Items from a data source:
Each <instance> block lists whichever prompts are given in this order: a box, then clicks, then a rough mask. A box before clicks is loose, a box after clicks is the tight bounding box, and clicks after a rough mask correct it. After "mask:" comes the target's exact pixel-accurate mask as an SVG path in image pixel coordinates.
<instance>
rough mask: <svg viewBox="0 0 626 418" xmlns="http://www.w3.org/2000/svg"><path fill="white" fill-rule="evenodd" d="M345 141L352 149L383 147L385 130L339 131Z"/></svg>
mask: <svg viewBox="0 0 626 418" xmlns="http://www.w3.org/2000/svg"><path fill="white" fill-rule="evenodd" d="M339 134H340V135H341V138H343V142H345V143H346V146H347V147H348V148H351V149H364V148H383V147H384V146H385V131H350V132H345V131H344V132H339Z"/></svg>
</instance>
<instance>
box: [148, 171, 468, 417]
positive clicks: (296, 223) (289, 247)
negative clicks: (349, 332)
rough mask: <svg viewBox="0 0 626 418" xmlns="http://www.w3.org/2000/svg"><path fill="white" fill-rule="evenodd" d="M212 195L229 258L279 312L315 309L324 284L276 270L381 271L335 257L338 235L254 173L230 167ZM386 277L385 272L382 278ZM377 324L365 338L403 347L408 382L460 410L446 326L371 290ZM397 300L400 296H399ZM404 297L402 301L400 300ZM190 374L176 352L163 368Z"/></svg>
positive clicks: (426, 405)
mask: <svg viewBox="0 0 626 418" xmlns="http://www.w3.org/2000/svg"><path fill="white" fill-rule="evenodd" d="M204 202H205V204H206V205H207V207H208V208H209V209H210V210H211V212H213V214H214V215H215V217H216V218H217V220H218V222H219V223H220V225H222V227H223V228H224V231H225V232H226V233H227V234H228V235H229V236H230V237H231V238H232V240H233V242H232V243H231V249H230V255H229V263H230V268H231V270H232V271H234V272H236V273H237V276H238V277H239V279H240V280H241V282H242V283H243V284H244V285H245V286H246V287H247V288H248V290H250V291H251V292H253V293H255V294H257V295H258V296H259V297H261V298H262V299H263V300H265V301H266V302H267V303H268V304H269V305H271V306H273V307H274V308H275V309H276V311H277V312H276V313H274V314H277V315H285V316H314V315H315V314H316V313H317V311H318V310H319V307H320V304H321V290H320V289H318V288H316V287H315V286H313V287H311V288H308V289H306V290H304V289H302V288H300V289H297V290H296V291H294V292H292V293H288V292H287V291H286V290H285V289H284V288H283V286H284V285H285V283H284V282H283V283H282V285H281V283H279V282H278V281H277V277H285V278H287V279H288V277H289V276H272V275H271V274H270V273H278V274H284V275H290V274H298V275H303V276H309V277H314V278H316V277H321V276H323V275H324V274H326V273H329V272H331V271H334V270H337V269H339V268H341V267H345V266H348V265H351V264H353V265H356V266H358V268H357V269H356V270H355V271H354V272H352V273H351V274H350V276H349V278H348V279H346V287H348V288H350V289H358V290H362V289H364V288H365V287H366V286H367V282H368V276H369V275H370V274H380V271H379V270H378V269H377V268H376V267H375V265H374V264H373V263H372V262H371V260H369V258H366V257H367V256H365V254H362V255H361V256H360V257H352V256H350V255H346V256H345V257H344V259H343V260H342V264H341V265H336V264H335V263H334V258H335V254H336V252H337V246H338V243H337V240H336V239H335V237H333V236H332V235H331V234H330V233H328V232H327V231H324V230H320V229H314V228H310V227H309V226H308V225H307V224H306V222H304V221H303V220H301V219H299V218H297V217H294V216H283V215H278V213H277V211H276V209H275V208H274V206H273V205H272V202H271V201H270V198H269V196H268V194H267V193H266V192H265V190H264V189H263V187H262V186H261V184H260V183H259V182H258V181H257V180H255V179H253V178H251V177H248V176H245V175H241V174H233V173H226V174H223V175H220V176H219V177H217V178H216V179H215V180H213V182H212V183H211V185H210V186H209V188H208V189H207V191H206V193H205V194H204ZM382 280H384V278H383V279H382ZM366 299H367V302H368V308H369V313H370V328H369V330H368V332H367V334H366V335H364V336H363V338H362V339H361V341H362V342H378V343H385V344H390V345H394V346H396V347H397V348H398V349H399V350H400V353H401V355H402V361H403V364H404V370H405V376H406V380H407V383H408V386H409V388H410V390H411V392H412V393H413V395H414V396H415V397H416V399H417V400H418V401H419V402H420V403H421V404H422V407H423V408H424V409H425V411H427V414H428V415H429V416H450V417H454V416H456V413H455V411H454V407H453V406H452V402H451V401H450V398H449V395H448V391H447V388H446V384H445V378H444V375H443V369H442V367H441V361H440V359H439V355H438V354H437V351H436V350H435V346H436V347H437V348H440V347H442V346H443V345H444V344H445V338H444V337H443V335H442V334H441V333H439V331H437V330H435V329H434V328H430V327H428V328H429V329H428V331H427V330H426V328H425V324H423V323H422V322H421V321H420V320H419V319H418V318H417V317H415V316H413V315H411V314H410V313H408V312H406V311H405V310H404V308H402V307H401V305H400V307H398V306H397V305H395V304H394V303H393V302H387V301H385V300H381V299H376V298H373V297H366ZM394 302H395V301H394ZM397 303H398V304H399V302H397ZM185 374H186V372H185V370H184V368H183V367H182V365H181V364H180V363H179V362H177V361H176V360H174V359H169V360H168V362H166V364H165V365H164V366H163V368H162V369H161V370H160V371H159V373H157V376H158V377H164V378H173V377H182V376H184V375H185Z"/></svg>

ABOUT THIS TASK: Return, line for line and unchanged, the data from its first line through the line containing "negative clicks: (349, 332)".

TASK RESPONSE:
Each <instance> block lists whichever prompts are given in this order: a box, then clicks, then a rough mask. A box before clicks is loose, a box after clicks is the tight bounding box, and clicks after a rough mask correct it. After "mask:" comes the target's exact pixel-accurate mask as an SVG path in image pixel coordinates.
<instance>
rough mask: <svg viewBox="0 0 626 418" xmlns="http://www.w3.org/2000/svg"><path fill="white" fill-rule="evenodd" d="M345 141L352 149L383 147L385 130L339 131Z"/></svg>
mask: <svg viewBox="0 0 626 418" xmlns="http://www.w3.org/2000/svg"><path fill="white" fill-rule="evenodd" d="M339 134H340V135H341V138H343V142H345V143H346V146H347V147H348V148H351V149H364V148H383V147H384V146H385V131H350V132H345V131H344V132H339Z"/></svg>
</instance>
<instance>
box: [148, 171, 468, 417]
positive clicks: (296, 223) (289, 247)
negative clicks: (349, 332)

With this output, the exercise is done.